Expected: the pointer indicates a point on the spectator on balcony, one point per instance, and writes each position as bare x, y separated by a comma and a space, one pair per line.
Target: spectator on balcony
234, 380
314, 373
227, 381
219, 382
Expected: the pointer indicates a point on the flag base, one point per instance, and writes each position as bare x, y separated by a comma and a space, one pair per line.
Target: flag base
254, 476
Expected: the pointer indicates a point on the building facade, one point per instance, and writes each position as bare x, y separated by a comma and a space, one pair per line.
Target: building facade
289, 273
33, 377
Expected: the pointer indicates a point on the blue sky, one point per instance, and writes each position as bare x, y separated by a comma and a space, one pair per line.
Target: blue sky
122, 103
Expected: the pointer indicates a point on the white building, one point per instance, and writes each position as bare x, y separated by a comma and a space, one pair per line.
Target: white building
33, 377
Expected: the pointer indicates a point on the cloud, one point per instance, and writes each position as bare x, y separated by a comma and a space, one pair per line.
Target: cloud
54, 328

━━━

# What is being asked:
Return the line that contains "Expected: the pointer indicates a point on the flag" along with every line after it through the end of the entries, exactly, adding nothing.

# Answer to this problem:
Expected: the pointer indicates a point on the flag base, one point per instance, and writes each position as bare x, y separated by a comma and a space, one pair per line.
Target: flag base
254, 476
Expected: the pointer indicates a point on the building facade, one point per instance, and writes each position as bare x, y separated by a comma and a space, one pair per line.
Target: building facade
289, 273
33, 377
Expected: the pointer indicates a point on the blue sky, one point per instance, and writes each position as bare x, y separated by a comma and a space, one pair per line.
Target: blue sky
122, 103
Expected: the pointer indicates a point on the white building, one point per instance, and writes each position as bare x, y separated by a comma and a space, one pair per line.
Target: white building
33, 377
Expected: the pointer indicates a point on the cloud, one point per instance, and writes each position as bare x, y separated by a comma and a space, one pair per line.
Target: cloud
54, 328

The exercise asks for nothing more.